- **WRITTEN EXERCISE 1**: In the audio forum thread, what size of hard drive did DavidBondy put into his Cocktail Audio X10?

- **PASSAGE SHOWN**:

════════

# An Audio Question



## 4515 (Jan 30, 2013)

I foolishly suggested to Mrs WD that I would buy an amp and small speakers to go with my now surplus Cyrus CD player so that she can have some reasonable music in her office.

That has since been overtaken with the idea of an MP3 player and bluetooth speaker system or dock. CD7 is currently on the bay and will part fund whatever we go for.

I've been looking at the Bose stuff and thought that the dock and an ipod would probably work best as she can then charge the ipod while it is playing.

I then got to thinking that she wont use the MP3 player outside of the house that often and wondered if there were any other suggestions for this type of combo or some devious techy solution for a device that will store and play music and retains a fairly small footprint.

Open to ideas before I part with more of the L1 fund


----------



## DavidBondy (Aug 17, 2010)

I have the Cocktail Audio X10 which I am very happy with. I bought it without a hard drive and put a 3TB one in.

It's like the Brennan but IMHO a much better box with a goodish browser interface, a WiFi connection and built-in amp. I use mine with a pair of Tannoy speakers.

════════

- **WRITTEN EXERCISE 2**: List every line of the records that contains the string "snorkeler", treating uppercase and lowercase letters as different.

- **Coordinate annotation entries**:
════════

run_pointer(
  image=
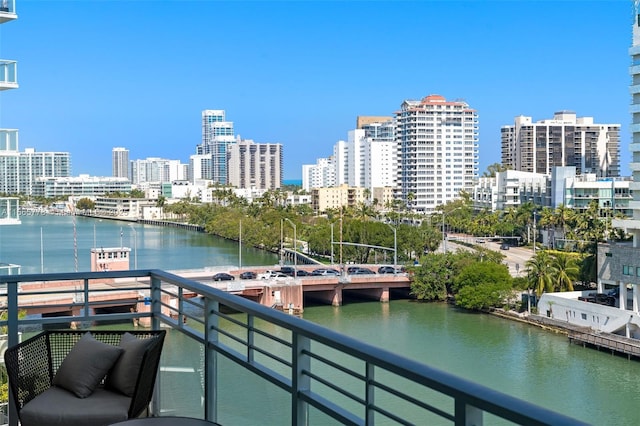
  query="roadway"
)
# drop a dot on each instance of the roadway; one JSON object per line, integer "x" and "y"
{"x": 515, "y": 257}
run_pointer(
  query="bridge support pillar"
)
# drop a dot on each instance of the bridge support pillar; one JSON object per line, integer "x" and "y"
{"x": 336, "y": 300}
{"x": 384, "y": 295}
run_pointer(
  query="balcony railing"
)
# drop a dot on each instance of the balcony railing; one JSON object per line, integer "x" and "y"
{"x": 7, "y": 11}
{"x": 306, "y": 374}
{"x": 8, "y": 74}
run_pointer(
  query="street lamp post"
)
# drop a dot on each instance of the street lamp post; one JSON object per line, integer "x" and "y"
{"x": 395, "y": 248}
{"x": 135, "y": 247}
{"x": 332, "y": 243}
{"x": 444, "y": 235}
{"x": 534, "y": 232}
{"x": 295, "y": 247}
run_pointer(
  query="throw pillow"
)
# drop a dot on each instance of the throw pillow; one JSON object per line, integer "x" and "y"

════════

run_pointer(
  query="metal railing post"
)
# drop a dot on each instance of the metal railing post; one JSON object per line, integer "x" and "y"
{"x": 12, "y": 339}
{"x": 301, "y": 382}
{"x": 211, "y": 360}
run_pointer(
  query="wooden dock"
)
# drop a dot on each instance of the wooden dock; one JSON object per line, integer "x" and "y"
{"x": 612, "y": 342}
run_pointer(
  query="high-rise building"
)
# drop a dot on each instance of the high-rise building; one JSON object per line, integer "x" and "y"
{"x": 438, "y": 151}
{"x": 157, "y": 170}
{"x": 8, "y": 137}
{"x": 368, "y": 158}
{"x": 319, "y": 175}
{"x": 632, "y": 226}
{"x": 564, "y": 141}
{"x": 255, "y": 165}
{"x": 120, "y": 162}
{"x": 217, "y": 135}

════════

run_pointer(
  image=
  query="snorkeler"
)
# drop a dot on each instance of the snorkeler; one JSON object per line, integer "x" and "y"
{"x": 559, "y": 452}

════════

- **FULL RESPONSE 1**: A 3TB hard drive.

- **FULL RESPONSE 2**:
  query="snorkeler"
# drop a dot on each instance of the snorkeler; one JSON object per line, integer "x" and "y"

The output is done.